(Dataset records)
+ + + + + + +
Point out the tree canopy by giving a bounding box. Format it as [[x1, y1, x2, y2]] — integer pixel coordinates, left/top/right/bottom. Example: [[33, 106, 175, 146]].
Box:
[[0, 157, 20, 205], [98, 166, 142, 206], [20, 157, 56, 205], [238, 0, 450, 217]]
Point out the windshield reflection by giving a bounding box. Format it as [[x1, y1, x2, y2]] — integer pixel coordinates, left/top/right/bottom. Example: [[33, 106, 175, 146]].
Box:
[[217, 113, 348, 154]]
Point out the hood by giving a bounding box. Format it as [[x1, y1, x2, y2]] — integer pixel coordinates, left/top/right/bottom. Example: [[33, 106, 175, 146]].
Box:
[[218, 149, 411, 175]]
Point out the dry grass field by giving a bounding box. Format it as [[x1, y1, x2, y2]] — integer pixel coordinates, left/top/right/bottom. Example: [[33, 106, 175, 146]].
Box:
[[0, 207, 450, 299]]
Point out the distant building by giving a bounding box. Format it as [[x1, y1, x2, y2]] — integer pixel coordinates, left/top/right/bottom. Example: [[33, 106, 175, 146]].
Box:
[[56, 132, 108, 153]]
+ + + + + + +
Rewrite every line of the items above, including the instruction lines, and shift each bounding-box coordinate in the answers up by 101. Leave the sample coordinates inside the instructions as they are.

> [The result]:
Point out the tree canopy by giving a bounding box. Format it as [[x1, y1, x2, y2]] — integer pixel coordinates, left/top/right/bottom. Example: [[33, 106, 175, 146]].
Box:
[[101, 258, 121, 306], [199, 267, 243, 307], [121, 258, 157, 306], [339, 101, 551, 318]]
Point out the windshield reflection by giving a bounding box. Format it as [[x1, y1, x2, y2]] — integer pixel coordinates, left/top/right/bottom. Example: [[33, 106, 175, 146]].
Box:
[[318, 214, 449, 255]]
Point out the hood by giving a bounding box. Format it as [[x1, y1, x2, y2]] — integer pixel coordinates, left/top/right/bottom. Example: [[33, 106, 175, 146]].
Box:
[[319, 250, 512, 276]]
Point out the dry grass field by giving a bounding box. Format it as [[x1, y1, x2, y2]] — integer pixel coordinates, left/top/right/bottom. Example: [[33, 106, 175, 146]].
Box:
[[101, 308, 551, 400]]
Point out the distant building by giving a bounding box. Format it as [[x1, y1, x2, y2]] — integer pixel coordinates, left/top/right/bottom. Example: [[33, 106, 175, 146]].
Box:
[[157, 233, 209, 254]]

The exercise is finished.